> **THE EXERCISE**: Set down exactly the lines that run from the line with "Where can the street" to the end of the data, and nothing else.

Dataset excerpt
----

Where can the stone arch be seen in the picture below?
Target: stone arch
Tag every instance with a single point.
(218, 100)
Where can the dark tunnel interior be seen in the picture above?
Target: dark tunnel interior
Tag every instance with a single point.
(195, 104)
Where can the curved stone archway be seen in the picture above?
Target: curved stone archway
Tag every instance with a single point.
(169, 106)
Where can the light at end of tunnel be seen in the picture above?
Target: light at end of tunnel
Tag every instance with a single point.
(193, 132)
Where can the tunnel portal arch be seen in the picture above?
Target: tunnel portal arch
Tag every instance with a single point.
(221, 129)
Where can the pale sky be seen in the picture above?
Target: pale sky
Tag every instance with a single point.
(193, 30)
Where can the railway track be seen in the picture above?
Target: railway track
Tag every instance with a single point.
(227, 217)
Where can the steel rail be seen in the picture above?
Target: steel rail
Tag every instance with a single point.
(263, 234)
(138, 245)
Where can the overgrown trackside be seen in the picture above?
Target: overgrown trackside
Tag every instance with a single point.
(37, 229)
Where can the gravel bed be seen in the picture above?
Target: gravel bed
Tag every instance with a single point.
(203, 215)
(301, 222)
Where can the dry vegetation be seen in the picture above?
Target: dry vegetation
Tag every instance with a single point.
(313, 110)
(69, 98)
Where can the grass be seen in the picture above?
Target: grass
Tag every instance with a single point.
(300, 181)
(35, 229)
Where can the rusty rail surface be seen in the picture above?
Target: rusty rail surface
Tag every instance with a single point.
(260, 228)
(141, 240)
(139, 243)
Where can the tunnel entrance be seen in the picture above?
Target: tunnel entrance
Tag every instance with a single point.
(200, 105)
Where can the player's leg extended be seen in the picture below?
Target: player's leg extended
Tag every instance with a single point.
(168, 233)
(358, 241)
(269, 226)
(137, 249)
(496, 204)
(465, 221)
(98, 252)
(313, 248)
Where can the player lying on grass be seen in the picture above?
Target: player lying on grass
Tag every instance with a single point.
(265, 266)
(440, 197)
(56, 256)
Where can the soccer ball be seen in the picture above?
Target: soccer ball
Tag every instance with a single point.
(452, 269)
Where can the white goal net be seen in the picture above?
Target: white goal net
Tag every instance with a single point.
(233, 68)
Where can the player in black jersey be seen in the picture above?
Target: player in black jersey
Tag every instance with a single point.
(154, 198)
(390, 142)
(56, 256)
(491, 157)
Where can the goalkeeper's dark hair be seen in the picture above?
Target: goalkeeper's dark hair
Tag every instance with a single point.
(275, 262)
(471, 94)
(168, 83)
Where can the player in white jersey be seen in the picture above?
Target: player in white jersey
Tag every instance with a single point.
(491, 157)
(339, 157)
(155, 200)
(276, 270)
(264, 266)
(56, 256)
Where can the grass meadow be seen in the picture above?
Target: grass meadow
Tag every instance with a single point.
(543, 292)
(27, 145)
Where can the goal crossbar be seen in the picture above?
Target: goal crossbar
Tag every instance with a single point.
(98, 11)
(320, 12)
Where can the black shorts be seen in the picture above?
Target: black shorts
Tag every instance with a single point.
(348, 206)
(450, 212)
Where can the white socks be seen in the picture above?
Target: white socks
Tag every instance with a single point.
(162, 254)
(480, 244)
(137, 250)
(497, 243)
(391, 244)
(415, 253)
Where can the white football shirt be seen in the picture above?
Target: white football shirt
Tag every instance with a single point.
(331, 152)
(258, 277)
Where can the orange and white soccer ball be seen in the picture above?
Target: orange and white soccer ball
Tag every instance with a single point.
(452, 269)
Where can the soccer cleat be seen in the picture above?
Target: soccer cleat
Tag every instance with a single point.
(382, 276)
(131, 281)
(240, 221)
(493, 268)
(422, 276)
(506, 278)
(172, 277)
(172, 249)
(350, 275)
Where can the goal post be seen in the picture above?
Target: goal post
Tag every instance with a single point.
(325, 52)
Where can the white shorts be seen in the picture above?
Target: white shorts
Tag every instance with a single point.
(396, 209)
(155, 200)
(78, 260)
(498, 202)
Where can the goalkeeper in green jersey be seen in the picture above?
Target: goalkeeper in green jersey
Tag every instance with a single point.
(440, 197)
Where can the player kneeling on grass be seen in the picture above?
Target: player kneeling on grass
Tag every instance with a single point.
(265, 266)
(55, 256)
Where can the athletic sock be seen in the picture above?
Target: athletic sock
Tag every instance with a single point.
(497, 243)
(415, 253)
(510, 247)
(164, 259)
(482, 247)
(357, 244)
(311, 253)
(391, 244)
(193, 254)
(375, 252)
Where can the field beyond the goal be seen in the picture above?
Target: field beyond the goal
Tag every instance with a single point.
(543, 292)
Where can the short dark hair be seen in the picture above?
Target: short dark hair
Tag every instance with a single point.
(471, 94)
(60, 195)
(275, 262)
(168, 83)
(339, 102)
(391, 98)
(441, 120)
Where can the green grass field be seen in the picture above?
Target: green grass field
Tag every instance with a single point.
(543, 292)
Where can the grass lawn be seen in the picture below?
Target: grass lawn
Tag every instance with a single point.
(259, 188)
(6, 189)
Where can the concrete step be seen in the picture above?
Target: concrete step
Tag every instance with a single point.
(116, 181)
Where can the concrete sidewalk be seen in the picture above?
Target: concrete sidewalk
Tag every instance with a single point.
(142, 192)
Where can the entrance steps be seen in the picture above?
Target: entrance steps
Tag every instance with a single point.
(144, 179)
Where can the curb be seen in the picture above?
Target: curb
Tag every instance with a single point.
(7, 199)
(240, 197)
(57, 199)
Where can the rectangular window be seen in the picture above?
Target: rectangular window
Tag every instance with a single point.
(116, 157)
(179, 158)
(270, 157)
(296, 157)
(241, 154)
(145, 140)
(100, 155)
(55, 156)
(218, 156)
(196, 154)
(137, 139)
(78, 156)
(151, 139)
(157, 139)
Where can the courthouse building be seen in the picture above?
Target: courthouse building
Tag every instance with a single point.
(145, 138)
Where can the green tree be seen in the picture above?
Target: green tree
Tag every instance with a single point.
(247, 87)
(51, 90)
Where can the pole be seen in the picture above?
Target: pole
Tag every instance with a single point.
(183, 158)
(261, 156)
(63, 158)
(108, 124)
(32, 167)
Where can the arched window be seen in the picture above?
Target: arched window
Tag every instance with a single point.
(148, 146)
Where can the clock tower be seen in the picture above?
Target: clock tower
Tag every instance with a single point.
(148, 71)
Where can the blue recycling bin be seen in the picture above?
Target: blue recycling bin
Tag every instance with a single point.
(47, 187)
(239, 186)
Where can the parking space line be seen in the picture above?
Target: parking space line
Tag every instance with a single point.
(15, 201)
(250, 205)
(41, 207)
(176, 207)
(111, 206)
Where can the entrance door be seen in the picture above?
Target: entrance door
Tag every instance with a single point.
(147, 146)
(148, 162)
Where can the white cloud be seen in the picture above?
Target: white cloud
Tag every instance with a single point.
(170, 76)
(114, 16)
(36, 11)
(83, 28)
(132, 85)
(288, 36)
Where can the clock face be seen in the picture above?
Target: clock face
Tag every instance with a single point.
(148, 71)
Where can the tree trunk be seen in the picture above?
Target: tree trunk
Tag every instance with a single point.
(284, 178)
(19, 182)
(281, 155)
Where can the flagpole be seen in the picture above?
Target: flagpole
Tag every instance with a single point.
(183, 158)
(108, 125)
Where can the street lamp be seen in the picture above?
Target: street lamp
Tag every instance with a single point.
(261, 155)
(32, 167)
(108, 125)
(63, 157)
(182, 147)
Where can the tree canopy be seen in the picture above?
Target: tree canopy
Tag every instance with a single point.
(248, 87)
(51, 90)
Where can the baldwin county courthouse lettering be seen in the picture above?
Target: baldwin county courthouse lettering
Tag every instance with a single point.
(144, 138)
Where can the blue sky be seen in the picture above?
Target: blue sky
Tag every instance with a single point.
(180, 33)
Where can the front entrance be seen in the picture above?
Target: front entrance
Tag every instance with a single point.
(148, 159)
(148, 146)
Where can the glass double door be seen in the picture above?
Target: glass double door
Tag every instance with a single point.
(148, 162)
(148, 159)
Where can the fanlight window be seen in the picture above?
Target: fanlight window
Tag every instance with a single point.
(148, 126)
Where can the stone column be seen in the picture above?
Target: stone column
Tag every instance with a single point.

----

> **ANSWER TO THIS EXERCISE**:
Where can the street lamp be seen in the picture above?
Target: street lamp
Tag every instance with a single point.
(261, 155)
(32, 167)
(108, 125)
(63, 157)
(182, 147)
Where can the tree canopy be seen in the picture above?
Target: tree canopy
Tag every instance with a single point.
(248, 87)
(51, 90)
Where can the baldwin county courthouse lettering be seen in the picture above?
Target: baldwin county courthouse lettering
Tag every instance with a single point.
(144, 138)
Where can the blue sky be seen in the picture above?
Target: blue sky
Tag every instance with a single point.
(180, 33)
Where can the front entrance be seen in the picture above?
Target: front entrance
Tag every instance with a single point.
(148, 159)
(148, 146)
Where can the glass double door be seen in the picture above?
Target: glass double door
Tag every instance with a single point.
(148, 162)
(148, 159)
Where can the fanlight window be seen in the picture above?
Target: fanlight window
Tag every instance with a single point.
(148, 126)
Where can the stone column be seen in the picture above?
Target: stone column
Tag every instance with a single point.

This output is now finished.